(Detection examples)
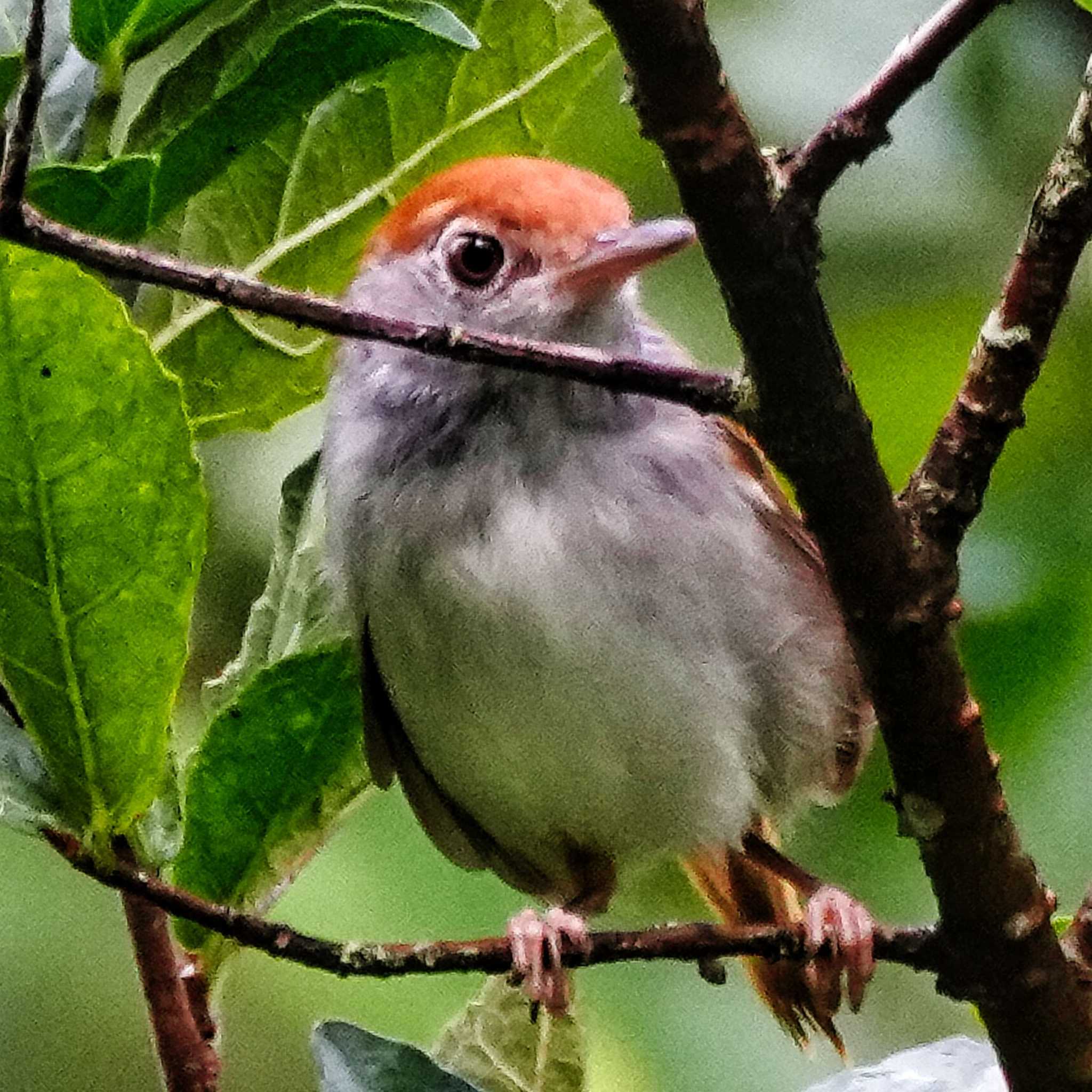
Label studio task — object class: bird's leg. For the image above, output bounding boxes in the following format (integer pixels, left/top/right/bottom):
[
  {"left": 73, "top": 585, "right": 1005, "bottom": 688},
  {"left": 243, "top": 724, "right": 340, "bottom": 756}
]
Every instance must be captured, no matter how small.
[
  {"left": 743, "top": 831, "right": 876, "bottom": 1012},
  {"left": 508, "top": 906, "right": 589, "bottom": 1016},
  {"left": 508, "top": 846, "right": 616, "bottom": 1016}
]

...

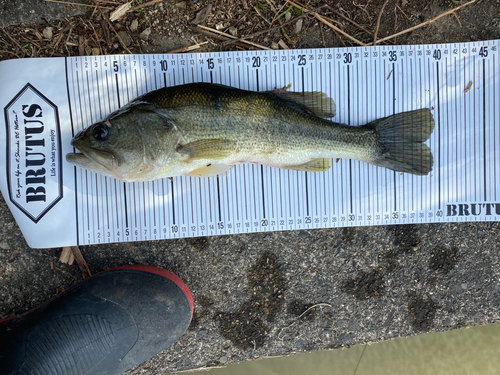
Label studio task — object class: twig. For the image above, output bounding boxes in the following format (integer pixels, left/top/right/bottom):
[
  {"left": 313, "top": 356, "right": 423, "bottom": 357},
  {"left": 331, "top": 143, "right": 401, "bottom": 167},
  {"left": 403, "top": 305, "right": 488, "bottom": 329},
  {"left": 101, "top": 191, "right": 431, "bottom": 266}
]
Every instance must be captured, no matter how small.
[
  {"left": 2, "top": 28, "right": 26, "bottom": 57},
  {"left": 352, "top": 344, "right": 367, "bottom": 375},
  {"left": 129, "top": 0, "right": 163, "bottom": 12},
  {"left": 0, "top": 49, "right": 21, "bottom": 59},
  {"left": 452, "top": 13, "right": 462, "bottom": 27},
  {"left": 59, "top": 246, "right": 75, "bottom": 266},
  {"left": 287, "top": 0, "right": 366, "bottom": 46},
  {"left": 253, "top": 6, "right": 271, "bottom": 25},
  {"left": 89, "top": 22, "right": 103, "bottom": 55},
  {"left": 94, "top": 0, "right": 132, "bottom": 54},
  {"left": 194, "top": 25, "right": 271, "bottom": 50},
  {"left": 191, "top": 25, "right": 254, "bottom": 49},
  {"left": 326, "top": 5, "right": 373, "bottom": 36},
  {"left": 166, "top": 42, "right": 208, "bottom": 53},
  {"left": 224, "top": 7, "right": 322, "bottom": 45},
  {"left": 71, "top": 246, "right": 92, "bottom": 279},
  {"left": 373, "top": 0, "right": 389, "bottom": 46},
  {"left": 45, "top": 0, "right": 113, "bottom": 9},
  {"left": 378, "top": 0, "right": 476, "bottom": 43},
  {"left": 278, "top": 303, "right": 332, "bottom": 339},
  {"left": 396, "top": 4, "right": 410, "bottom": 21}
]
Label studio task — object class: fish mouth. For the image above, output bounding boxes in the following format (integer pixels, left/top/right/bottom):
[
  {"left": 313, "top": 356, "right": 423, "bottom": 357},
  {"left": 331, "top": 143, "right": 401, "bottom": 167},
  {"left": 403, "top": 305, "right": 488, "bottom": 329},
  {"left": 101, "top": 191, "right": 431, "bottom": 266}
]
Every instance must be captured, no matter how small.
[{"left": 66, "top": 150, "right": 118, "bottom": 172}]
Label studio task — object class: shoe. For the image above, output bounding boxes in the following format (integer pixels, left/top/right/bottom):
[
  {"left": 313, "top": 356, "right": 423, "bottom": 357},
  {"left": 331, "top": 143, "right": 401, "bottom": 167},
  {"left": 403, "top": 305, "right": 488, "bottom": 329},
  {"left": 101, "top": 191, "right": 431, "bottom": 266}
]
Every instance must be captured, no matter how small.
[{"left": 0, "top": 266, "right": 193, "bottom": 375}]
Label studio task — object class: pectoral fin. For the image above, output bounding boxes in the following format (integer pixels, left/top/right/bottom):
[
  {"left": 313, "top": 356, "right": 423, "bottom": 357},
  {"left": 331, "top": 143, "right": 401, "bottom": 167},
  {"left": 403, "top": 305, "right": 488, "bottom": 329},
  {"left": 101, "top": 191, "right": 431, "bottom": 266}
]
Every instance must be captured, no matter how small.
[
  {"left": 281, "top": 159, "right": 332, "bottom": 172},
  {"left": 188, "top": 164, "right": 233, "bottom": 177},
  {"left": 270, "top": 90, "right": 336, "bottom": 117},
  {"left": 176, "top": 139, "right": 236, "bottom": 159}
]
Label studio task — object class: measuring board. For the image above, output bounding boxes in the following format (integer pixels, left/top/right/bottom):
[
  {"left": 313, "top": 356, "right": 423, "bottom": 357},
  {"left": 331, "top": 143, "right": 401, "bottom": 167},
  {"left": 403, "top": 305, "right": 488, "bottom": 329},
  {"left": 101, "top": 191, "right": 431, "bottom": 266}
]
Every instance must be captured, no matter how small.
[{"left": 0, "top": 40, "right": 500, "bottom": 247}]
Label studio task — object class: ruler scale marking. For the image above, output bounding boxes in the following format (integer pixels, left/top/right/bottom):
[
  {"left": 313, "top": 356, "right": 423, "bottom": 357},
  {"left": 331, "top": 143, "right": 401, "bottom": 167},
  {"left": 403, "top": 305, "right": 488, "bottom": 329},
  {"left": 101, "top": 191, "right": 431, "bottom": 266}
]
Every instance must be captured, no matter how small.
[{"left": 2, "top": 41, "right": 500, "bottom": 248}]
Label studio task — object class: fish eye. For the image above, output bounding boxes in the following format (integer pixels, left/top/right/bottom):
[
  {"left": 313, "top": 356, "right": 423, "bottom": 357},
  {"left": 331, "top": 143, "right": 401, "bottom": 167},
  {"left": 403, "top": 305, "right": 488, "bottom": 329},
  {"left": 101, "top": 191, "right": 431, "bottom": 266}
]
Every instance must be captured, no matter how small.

=== Given exercise ===
Select every line of the material above that contains the word "fish", matching case exactly, and copy those lines out.

=== Expected output ===
Label studio task — object class: fish mouth. For the image above, output bounding boxes in the following format (integer pixels, left/top/right/bottom):
Label studio task — object class: fish eye. For the image above, output bounding boxes in the following format (integer pixels, left/top/right/bottom):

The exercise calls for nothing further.